What about all the travelling that is part and parcel of a life as freelance singer? ‘I have always wanted to travel. I am curious of new places. My father also wanted to travel. He never got the opportunity, but I have been privileged to be able to combine my two passions: travels and music. Of course in the long run one’s existence becomes rather restricted, there are limited opportunities to have a normal social life and four or five years ago I felt that I wanted to cut down on travelling.  By an act of providence the post as principal of the University College of Opera in Stockholm became vacant, I applied and since 1 August 2005 I have a permanent job after ten years of freelancing.’

Birgitta doesn’t teach herself, but she is deeply involved with the development of each and everyone of the students. ‘It is important to be straight and explicit,’ she says. ‘There is no point in turning a blind eye to deficiencies. Studying to be an opera singer is no feather-bed job. It’s hard labour and there are no shortcuts. The purpose of the education is that the students should be able to compete on the international market, where competition is hard as nails.’ Job opportunities in Sweden are fairly limited, even though the market has widened the last few years. Stockholm, Gothenburg and Malmö have permanent ensembles but there is also Karlstad, Norrlandsoperan in Umeå and Folkoperan in Stockholm. Add to this a number of smaller companies that perform less regularly and also sundry summer festivals. Many gifted Swedish singers have gained their livelihood in Germany, where there have been opera houses in practically every town of any importance, but there has been a cut down even here.

The job at Operahögskolan – the Swedish name of it – doesn’t mean that Birgitta has had to shelve her own career for good. Six to eight weeks per year are still available for projects, which amounts to one opera production each year. Throughout her career she has also appeared on the concert platform, singing for instance the Brahms and Verdi Requiems, Mahler – I remember a superb Das Lied von der Erde at Berwaldhallen in Stockholm with Esa-Pekka Salonen conducting in September 1991 – and with pianist Thomas Schuback she has through the years built up a large repertoire of songs and Lieder.

But next year Birgitta Svendén’s existence will change direction once more, when she takes up the post as Director of the Royal Opera in Stockholm. This is indeed a challenge but Birgitta looks confident and focused. She has the great advantage, compared to most candidates, that she knows the house from within since almost thirty years. She is familiar with every nook and cranny of the building, she knows the majority of the staff and she has that hard-to-define sense of the spirit and atmosphere that is unique for every place of work. And most important of all: there is enormous potential at the Royal Opera.

‘Like most opera houses the Stockholm Opera has had its ups and downs,’ she says. ‘About ten years ago it went through a bad patch but at present the standard is on a very high level.’

Having covered every new production and several revivals during the last four years I can unreservedly endorse that statement. The crowning glory has undoubtedly been the Ring cycle that was completed a year ago but I haven’t seen a weak performance and the umpteenth revival of Folke Abenius’s 37-year-old Rosenkavalier in April this year was as fresh as it was when I saw it in 1971.

Dataset items:

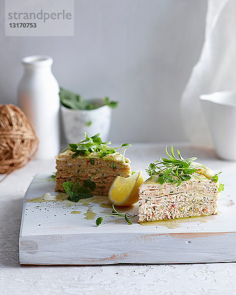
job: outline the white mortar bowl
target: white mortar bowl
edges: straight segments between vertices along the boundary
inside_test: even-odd
[[[72,110],[61,105],[62,124],[68,143],[77,143],[85,139],[85,131],[91,137],[100,133],[103,141],[106,141],[111,127],[112,109],[103,105],[103,98],[88,99],[98,107],[93,110]],[[88,126],[88,124],[91,124]]]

### Set of tasks
A) Answer these questions about the profile of Birgitta Svendén:
(i) Since what date has she held a permanent job?
(ii) How many weeks per year are still available for her own projects?
(iii) In what year did the writer first see Folke Abenius's Rosenkavalier?
B) Rewrite the dataset items with "white mortar bowl" replaced by "white stone bowl" and everything else unchanged. Leave out the pictures.

### Complete answers
A)
(i) 1 August 2005
(ii) Six to eight weeks
(iii) 1971

B)
job: outline the white stone bowl
target: white stone bowl
edges: straight segments between vertices along the boundary
inside_test: even-odd
[[[72,110],[61,105],[62,124],[68,143],[77,143],[85,139],[85,131],[91,137],[100,133],[103,141],[106,141],[111,127],[112,109],[103,105],[103,98],[88,99],[98,107],[93,110]],[[88,126],[88,124],[91,124]]]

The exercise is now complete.